==== GIVEN RECORDS

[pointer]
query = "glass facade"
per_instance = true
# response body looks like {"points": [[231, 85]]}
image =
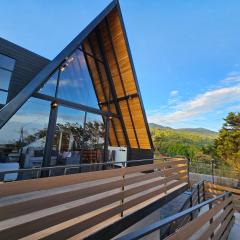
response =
{"points": [[73, 108], [94, 134], [75, 84], [6, 68], [69, 134]]}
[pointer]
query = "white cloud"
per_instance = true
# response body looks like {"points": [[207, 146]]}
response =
{"points": [[232, 77], [173, 93], [196, 107]]}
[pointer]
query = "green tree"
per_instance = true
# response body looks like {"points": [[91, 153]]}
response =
{"points": [[227, 145]]}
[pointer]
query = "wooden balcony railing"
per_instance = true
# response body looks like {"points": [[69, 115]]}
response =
{"points": [[73, 206], [214, 220]]}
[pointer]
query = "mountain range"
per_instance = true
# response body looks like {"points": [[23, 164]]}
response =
{"points": [[204, 131]]}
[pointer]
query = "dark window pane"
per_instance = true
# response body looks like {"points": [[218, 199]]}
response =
{"points": [[3, 97], [7, 62], [49, 87], [23, 138], [75, 84], [69, 136], [93, 139], [5, 77]]}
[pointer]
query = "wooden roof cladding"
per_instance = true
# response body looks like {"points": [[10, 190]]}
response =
{"points": [[116, 83]]}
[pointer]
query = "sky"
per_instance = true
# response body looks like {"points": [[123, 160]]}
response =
{"points": [[186, 53]]}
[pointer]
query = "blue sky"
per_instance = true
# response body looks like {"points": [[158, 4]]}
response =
{"points": [[186, 53]]}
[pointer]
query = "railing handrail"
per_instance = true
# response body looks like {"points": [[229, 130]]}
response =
{"points": [[157, 225], [82, 165]]}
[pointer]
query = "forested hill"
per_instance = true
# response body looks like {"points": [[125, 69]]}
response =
{"points": [[202, 131], [195, 143]]}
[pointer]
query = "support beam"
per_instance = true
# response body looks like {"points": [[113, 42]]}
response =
{"points": [[50, 135]]}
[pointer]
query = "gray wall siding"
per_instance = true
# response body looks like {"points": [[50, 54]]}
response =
{"points": [[27, 65]]}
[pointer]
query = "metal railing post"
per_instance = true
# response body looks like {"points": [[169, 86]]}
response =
{"points": [[212, 172], [211, 220], [188, 163], [123, 186], [198, 188], [191, 205], [204, 197]]}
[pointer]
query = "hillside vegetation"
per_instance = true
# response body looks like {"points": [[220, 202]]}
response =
{"points": [[193, 143]]}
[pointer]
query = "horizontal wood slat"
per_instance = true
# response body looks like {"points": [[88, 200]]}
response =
{"points": [[114, 190], [192, 227]]}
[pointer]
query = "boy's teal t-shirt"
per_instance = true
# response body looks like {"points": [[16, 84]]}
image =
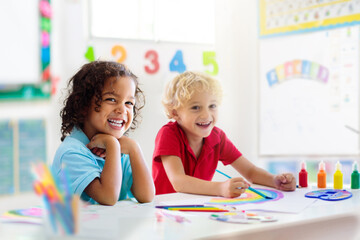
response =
{"points": [[83, 166]]}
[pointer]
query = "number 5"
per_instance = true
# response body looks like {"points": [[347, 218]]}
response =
{"points": [[209, 58]]}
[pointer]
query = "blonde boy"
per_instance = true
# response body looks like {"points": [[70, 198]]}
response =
{"points": [[188, 149]]}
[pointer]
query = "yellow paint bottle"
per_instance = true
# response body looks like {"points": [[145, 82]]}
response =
{"points": [[338, 176]]}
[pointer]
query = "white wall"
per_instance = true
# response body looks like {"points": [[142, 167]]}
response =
{"points": [[236, 50]]}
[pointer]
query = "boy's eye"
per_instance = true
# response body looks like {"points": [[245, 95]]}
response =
{"points": [[130, 103], [110, 99]]}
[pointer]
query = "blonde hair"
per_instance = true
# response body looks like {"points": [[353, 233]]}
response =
{"points": [[181, 89]]}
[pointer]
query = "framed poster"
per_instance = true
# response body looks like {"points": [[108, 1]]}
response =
{"points": [[309, 93]]}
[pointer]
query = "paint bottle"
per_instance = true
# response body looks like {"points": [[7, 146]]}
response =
{"points": [[322, 175], [303, 175], [355, 177], [338, 176]]}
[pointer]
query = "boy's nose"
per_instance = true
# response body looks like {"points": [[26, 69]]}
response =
{"points": [[205, 114], [120, 108]]}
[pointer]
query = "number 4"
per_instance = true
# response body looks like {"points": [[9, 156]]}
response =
{"points": [[209, 58], [177, 63]]}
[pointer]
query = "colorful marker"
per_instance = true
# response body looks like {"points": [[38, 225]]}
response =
{"points": [[322, 175], [338, 176], [355, 177], [303, 175]]}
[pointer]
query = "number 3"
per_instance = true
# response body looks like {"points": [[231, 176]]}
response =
{"points": [[119, 49], [153, 57]]}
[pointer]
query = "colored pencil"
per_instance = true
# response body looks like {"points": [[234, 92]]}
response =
{"points": [[178, 206], [250, 188]]}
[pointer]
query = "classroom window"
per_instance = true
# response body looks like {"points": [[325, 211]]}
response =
{"points": [[189, 21]]}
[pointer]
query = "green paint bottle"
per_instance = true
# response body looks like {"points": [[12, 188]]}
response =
{"points": [[355, 177]]}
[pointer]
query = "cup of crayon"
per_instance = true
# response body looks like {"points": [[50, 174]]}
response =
{"points": [[60, 217]]}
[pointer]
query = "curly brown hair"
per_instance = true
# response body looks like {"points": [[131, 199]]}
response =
{"points": [[89, 82]]}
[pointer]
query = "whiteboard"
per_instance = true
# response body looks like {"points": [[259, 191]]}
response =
{"points": [[309, 92], [20, 42]]}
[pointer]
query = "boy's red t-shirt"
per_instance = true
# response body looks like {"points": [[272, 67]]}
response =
{"points": [[171, 140]]}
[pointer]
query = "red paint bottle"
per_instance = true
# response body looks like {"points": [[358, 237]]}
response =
{"points": [[303, 175]]}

========

### ASSIGNED TASK
Every entry must be written out exactly, with all pictures left out.

### EXERCISE SOLUTION
[pointer]
query = "glass facade"
per_instance = true
# response body looks like {"points": [[231, 85]]}
image =
response =
{"points": [[73, 108], [94, 134], [75, 84], [6, 68], [69, 134]]}
[pointer]
query = "white cloud"
per_instance = true
# response body looks like {"points": [[207, 146]]}
response =
{"points": [[232, 77], [173, 93], [196, 107]]}
[pointer]
query = "green tree"
per_instance = true
# response body looks like {"points": [[91, 153]]}
response =
{"points": [[227, 145]]}
[pointer]
query = "wooden balcony railing"
per_instance = true
# response body looks like {"points": [[69, 115]]}
response =
{"points": [[73, 206], [214, 220]]}
[pointer]
query = "mountain range"
per_instance = true
# response body looks like {"points": [[23, 164]]}
response =
{"points": [[204, 131]]}
[pointer]
query = "dark window pane"
per_instance = true
# response body looks like {"points": [[218, 199]]}
response =
{"points": [[3, 97], [7, 62], [49, 87], [23, 138], [75, 84], [69, 136], [93, 139], [5, 77]]}
[pointer]
query = "wooden roof cladding"
per_instance = true
# response body looks like {"points": [[10, 190]]}
response =
{"points": [[116, 83]]}
[pointer]
query = "sky"
per_instance = true
# response body looks like {"points": [[123, 160]]}
response =
{"points": [[186, 53]]}
[pointer]
query = "blue sky"
per_instance = true
# response body looks like {"points": [[158, 4]]}
response =
{"points": [[186, 53]]}
[pointer]
query = "railing handrail"
per_instance = true
# response body looks like {"points": [[229, 130]]}
response =
{"points": [[157, 225], [82, 165]]}
[pointer]
query = "forested hill"
per_instance = true
# response body looks like {"points": [[125, 69]]}
response =
{"points": [[202, 131], [195, 143]]}
[pointer]
query = "support beam"
per_instance = true
# response body looks like {"points": [[113, 42]]}
response =
{"points": [[50, 135]]}
[pointer]
query = "gray wall siding"
per_instance = true
# response body looks like {"points": [[50, 54]]}
response =
{"points": [[27, 65]]}
[pointer]
query = "metal railing post"
per_instance = true
# response body looks like {"points": [[169, 86]]}
response =
{"points": [[212, 172], [211, 220], [188, 163], [123, 186], [198, 188], [191, 205], [204, 197]]}
[pointer]
query = "hillside vegetation"
per_instance = true
# response body looks like {"points": [[220, 202]]}
response =
{"points": [[193, 143]]}
[pointer]
query = "horizontal wood slat"
per_instance = true
# response body looks like {"points": [[88, 200]]}
response =
{"points": [[114, 190], [192, 227]]}
[pointer]
query = "boy's teal t-shirt"
per_instance = true
# response body looks like {"points": [[16, 84]]}
image =
response =
{"points": [[83, 166]]}
[pointer]
query = "number 5"
per_instance = true
# response body looks like {"points": [[347, 218]]}
response =
{"points": [[209, 58]]}
[pointer]
query = "blonde boy"
per_instance = true
# response body looks like {"points": [[70, 198]]}
response =
{"points": [[188, 149]]}
[pointer]
query = "yellow paint bottle"
per_instance = true
# response body looks like {"points": [[145, 82]]}
response =
{"points": [[338, 176]]}
[pointer]
query = "white wall"
per_instance = true
# response body looks like {"points": [[142, 167]]}
response =
{"points": [[236, 50]]}
[pointer]
query = "boy's eye"
per_instance = true
# response body looks like {"points": [[245, 95]]}
response =
{"points": [[130, 103], [110, 99]]}
[pointer]
query = "blonde hair"
per_instance = true
# response body looks like {"points": [[353, 233]]}
response =
{"points": [[181, 89]]}
[pointer]
query = "framed poster"
per_instance = true
# response body looks like {"points": [[108, 1]]}
response =
{"points": [[309, 93]]}
[pointer]
query = "paint bottle"
per_instance = true
# response body looks like {"points": [[7, 146]]}
response =
{"points": [[322, 175], [303, 175], [355, 177], [338, 176]]}
[pointer]
query = "boy's nose"
per_instance = true
# response body looks like {"points": [[26, 69]]}
response =
{"points": [[205, 114], [120, 108]]}
[pointer]
query = "number 4"
per_instance = true
# response body looks like {"points": [[9, 156]]}
response =
{"points": [[209, 58], [177, 63]]}
[pointer]
query = "colorful marker"
per_instance = true
# response body looks like {"points": [[38, 225]]}
response =
{"points": [[322, 175], [338, 176], [355, 177], [303, 175]]}
[pointer]
query = "number 3"
per_instance = true
# response body looks like {"points": [[231, 176]]}
response =
{"points": [[119, 49], [153, 57]]}
[pointer]
query = "colored pencil"
per_instance = true
# response body looks like {"points": [[234, 92]]}
response =
{"points": [[178, 206], [250, 188]]}
[pointer]
query = "classroom window"
per_instance = true
# response body looks like {"points": [[325, 211]]}
response =
{"points": [[189, 21]]}
[pointer]
query = "green paint bottle"
per_instance = true
# response body looks like {"points": [[12, 188]]}
response =
{"points": [[355, 177]]}
[pointer]
query = "cup of crayon"
per_instance = true
# response body looks like {"points": [[50, 174]]}
response =
{"points": [[60, 217]]}
[pointer]
query = "curly brown hair"
per_instance = true
# response body looks like {"points": [[131, 199]]}
response =
{"points": [[89, 82]]}
[pointer]
query = "whiteboard"
per_instance = true
# response body looks like {"points": [[259, 191]]}
response =
{"points": [[309, 92], [20, 42]]}
[pointer]
query = "boy's red t-shirt"
per_instance = true
# response body looks like {"points": [[272, 67]]}
response =
{"points": [[171, 140]]}
[pointer]
query = "red paint bottle"
per_instance = true
# response body looks like {"points": [[358, 237]]}
response =
{"points": [[303, 175]]}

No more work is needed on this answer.